Written tasks -
(1) Using the article on the State Department's Bolivia report, decide whether each statement agrees with it: (a) the report delivered to Congress was mandated by the most recent omnibus spending bill; (b) the OAS analysis was first published in 2020; (c) according to the U.S. Justice Department, Murillo received bribes from three U.S. citizens. Answer yes or no for each and quote the words of the article that decide it.
(2) Extend the article on the State Department's Bolivia report, picking up after its last sentence.

Text segment -

A State Department report obtained by The Intercept shows the Biden administration continuing to embrace claims of electoral fraud that opened the door for a right-wing takeover of the Bolivian government in 2019. Mandated by the most recent omnibus spending bill, the report delivered to Congress mirrors the posture the Trump administration pushed three years ago, when it sought to cement the replacement of Bolivia’s Indigenous socialist president Evo Morales with the country’s right-wing Christian senator Jeanine Áñez.
The report relies almost entirely on the conclusions of the Organization of American States, which found in a November 2019 audit that a “series of willful actions were taken to alter the results” of the election — and which proved key to the coup that followed. The OAS’s initial analysis has since been discredited by multiple statistical models, nonprofit revues, a peer reviewed academic study, and news outlets including the New York Times and the Washington Post, yet continues to be endorsed by the State Department. When the analysis was first published on November 10, 2019, it helped transform street protests into a right-wing seizure of power.
The State Department’s recent report comes as Arturo Murillo, Áñez’s interior minister under the temporary coup regime, filed changes to his plea agreement in a money laundering case in the southern district of Florida. According to the U.S. Justice Department, Murillo and another former official received bribes from three U.S. citizens — also arrested — to obtain a Bolivian government contract for tear gas and other weapons, laundering their bribes through U.S. banks.

Data supplied -
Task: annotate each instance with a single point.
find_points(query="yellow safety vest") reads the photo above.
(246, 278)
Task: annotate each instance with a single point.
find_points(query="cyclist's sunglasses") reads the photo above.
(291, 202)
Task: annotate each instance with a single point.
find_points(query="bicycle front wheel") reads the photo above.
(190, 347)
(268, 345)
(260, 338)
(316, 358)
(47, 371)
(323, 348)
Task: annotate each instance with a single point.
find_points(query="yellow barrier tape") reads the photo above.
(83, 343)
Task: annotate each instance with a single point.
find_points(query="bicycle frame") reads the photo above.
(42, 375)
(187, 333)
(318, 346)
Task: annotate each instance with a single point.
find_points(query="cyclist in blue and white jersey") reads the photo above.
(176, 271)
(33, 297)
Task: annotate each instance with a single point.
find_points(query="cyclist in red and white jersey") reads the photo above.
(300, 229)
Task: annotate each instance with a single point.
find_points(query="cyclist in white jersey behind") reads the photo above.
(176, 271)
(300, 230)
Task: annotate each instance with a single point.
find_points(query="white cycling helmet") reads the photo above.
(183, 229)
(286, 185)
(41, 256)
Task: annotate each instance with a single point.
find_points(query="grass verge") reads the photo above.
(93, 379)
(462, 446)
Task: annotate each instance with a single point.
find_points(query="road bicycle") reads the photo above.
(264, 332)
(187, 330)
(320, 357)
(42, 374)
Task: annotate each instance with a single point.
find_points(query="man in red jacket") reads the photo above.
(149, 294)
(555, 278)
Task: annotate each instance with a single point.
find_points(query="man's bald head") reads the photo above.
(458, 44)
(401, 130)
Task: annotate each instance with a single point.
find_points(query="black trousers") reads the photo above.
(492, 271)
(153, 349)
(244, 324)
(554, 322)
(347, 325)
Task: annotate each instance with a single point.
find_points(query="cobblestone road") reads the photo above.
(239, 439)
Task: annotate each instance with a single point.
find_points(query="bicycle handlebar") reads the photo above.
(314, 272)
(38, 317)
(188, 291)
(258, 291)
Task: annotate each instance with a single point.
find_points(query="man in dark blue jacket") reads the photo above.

Responses to the exercise -
(1)
(a) Yes: "Mandated by the most recent omnibus spending bill, the report delivered to Congress"
(b) No: "When the analysis was first published on November 10, 2019"
(c) Yes: "Murillo and another former official received bribes from three U.S. citizens"

(2)
Murillo’s efforts ultimately failed, but his party’s far-right agenda upended Bolivian politics. As The Intercept reported last year, even after the 2020 election of Luis Arce restored Movimiento al Socialismo, or MAS, to power, far-right politicians were planning a second coup and attempting to recruit U.S. private mercenaries to carry it out, underscoring the close ties Bolivia’s coup leaders have maintained with U.S. citizens and corporations.
The U.S. government, meanwhile, has maintained a faithful allegiance to the flawed statistical analysis that spurred the first coup. The State Department did not respond to The Intercept’s request for comment.
Though Morales clinched a decisive first-round victory in October 2019, the State Department under both the current and previous presidential administrations has repeatedly cast doubt on the legitimacy of the election. “With the official count underway, internet service was intentionally cut in the count center, including at the TREP,” the report reads, referring to the transmission system that tallied the initial votes. “When internet service was finally restored, the vote count showed Morales poised for a first-round win.”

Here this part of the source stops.